## SET PROBLEM:
Please report how many lines in the data below contain the string "small", treating uppercase and lowercase as different. Give only the number.
··· INFORMATION SUPPLIED
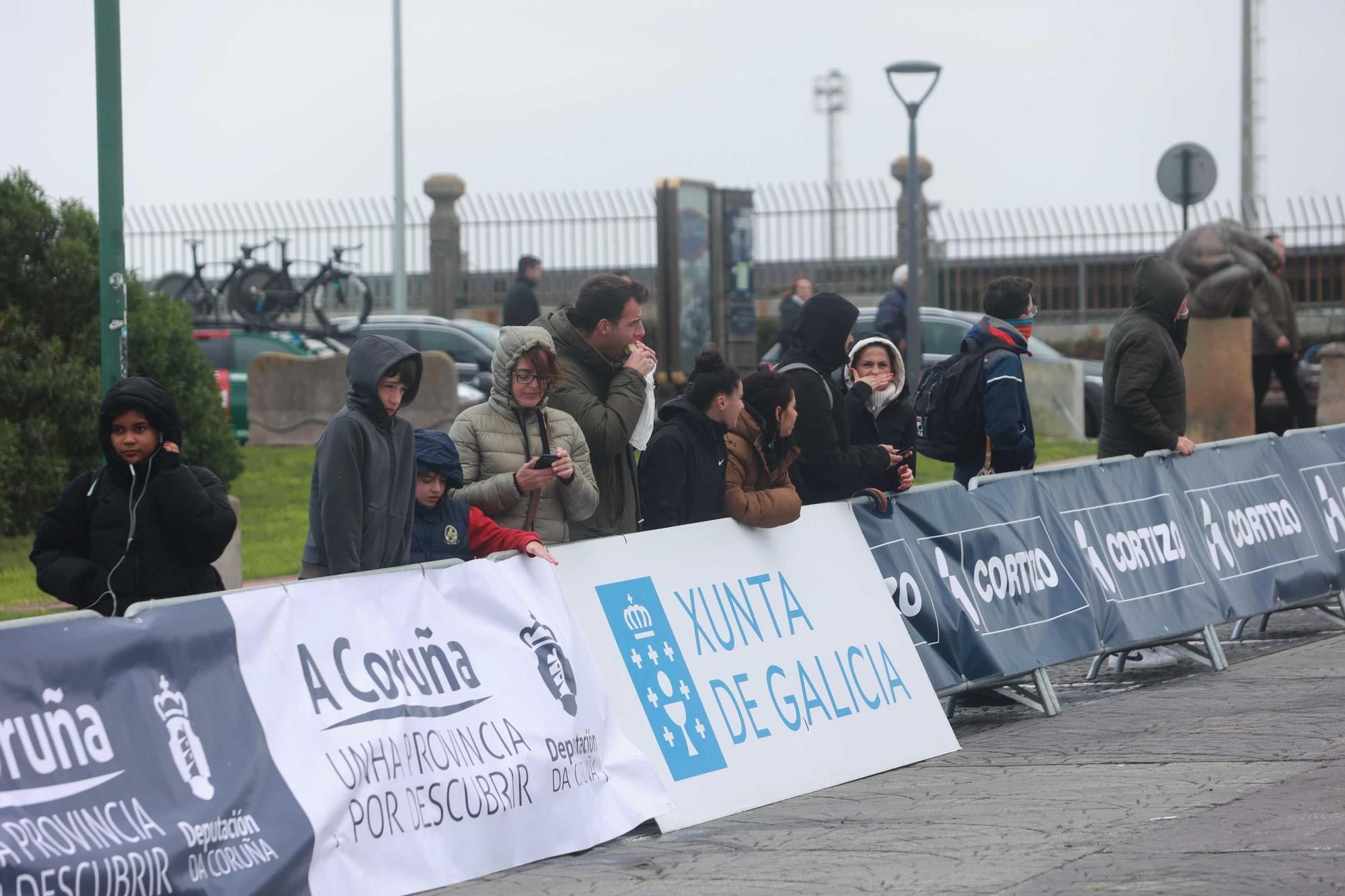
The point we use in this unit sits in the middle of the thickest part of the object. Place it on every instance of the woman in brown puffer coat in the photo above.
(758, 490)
······
··· INFORMATION SUPPLIED
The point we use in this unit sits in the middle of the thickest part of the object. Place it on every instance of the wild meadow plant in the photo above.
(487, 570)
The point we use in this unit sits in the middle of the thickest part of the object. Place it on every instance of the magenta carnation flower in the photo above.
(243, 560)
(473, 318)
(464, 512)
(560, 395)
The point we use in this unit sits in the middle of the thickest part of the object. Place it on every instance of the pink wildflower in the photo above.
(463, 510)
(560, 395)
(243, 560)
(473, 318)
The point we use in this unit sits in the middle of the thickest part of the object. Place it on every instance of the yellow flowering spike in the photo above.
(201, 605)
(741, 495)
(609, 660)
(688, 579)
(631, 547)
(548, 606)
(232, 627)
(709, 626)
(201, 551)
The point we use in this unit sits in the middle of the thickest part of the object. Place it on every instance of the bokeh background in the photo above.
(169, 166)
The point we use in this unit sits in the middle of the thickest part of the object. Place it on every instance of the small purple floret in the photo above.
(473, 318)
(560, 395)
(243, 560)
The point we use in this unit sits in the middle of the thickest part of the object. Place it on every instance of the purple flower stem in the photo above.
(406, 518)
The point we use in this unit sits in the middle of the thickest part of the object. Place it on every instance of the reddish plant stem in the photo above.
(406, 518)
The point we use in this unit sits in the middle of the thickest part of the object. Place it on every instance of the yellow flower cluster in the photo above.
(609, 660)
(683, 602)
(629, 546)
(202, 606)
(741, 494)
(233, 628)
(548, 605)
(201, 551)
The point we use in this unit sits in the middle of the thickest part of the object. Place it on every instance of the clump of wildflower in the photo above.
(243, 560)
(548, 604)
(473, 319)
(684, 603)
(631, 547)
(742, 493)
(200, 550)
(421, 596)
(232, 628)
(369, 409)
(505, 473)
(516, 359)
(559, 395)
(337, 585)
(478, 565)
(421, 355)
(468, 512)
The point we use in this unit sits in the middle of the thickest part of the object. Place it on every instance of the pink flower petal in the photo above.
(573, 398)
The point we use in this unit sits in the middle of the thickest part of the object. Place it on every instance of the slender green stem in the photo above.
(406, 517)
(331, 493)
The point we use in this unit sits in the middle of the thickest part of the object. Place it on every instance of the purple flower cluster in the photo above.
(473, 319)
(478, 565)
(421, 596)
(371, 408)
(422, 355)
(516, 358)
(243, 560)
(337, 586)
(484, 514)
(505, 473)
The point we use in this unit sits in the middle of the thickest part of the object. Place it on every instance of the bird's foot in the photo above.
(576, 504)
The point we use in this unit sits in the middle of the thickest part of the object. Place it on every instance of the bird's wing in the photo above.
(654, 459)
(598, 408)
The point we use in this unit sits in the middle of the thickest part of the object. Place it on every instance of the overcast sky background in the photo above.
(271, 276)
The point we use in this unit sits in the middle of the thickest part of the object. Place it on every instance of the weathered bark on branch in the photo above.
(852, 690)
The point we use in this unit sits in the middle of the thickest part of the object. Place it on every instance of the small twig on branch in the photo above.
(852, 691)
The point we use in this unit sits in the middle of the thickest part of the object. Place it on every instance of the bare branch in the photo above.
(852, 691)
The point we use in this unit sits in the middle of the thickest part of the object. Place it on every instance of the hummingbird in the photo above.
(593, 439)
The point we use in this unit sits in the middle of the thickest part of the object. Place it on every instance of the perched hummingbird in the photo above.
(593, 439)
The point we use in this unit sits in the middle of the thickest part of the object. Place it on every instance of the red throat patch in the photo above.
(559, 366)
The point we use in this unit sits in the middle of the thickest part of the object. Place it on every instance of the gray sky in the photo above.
······
## TASK SOLUTION:
2